Entrées d'annotation d'images par points
■ ■ ■ ■ ■
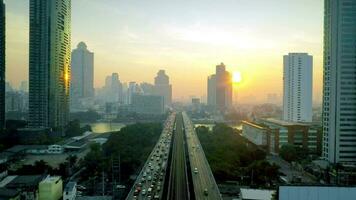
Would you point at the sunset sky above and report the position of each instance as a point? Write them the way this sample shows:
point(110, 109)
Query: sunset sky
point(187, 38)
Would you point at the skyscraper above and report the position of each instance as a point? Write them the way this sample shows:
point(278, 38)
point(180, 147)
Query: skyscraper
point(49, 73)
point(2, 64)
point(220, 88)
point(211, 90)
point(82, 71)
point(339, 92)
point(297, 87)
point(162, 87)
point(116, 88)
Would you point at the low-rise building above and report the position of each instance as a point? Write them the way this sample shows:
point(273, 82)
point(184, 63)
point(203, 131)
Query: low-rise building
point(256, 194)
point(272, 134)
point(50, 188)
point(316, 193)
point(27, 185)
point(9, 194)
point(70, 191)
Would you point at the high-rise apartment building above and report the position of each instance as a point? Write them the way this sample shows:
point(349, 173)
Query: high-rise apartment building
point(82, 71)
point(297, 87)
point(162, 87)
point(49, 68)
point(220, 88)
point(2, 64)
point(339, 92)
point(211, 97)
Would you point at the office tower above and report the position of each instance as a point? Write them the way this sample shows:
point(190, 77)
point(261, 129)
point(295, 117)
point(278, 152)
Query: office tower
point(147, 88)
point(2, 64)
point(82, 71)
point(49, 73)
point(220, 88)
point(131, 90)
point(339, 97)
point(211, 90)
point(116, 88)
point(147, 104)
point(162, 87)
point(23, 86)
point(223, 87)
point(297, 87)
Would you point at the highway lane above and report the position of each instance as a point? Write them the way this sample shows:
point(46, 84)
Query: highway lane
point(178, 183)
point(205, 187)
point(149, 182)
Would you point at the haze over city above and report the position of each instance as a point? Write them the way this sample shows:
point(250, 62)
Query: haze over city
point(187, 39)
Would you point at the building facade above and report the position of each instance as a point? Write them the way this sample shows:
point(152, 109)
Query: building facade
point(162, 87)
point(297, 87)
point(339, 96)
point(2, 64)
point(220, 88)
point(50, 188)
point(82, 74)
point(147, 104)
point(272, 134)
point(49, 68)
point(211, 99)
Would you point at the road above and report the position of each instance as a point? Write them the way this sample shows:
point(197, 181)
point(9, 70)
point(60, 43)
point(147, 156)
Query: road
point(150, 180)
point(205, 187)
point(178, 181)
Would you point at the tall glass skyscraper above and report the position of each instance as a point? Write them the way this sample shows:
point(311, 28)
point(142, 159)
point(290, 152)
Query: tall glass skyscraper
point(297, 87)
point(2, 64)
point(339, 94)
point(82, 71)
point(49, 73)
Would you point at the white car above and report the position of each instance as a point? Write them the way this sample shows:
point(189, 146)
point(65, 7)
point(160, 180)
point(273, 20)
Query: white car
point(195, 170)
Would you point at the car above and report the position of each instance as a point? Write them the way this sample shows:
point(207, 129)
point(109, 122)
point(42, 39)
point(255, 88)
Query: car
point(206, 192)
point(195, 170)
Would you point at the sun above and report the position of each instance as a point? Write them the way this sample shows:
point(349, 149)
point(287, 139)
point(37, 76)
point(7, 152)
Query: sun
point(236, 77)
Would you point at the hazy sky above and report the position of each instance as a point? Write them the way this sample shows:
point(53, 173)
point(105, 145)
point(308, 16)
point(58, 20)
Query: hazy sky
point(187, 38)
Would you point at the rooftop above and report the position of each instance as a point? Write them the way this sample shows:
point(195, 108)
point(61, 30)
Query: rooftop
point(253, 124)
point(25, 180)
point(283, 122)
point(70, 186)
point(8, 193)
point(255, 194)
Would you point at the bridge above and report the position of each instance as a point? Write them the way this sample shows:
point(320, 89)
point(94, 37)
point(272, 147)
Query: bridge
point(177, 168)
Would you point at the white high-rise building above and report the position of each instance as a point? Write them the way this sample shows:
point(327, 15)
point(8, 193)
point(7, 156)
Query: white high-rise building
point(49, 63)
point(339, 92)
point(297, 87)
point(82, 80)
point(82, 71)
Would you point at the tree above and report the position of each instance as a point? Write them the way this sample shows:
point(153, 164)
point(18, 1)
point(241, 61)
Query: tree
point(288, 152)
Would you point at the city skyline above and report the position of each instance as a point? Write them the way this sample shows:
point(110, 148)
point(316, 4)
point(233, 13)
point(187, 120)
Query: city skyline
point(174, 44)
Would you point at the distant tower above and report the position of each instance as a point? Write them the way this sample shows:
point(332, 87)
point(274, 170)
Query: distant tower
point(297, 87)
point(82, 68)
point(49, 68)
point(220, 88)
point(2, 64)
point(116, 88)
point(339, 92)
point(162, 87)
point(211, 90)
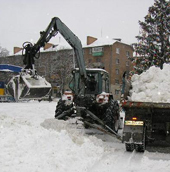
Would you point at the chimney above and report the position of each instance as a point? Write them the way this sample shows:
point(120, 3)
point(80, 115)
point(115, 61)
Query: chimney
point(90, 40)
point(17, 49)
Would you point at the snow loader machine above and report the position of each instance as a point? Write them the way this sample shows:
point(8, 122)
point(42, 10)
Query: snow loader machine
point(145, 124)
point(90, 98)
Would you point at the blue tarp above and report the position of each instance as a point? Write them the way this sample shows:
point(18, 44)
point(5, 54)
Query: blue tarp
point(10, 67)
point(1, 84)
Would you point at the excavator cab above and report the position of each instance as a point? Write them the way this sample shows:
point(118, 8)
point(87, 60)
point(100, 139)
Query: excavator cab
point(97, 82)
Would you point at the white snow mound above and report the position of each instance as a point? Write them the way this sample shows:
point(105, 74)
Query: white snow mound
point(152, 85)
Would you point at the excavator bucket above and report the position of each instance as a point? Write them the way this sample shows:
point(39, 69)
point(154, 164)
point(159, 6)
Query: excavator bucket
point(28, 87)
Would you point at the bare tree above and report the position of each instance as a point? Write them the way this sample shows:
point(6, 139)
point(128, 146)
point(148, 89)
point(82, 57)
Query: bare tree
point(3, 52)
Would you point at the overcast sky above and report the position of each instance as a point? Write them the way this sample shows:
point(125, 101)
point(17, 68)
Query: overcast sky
■ ■ ■ ■ ■
Objectif - Mettez dans une liste JSON de chaînes, à raison d'une chaîne par ligne et sans les lignes vides, les lignes allant de celle qui contient "Would you point at the snow" jusqu'à celle qui contient "point(90, 98)", cette dernière comprise.

Tâche accomplie -
[
  "Would you point at the snow loader machine above and report the position of each instance as a point? Write them the way this sample shows:",
  "point(8, 122)",
  "point(42, 10)",
  "Query: snow loader machine",
  "point(145, 124)",
  "point(90, 98)"
]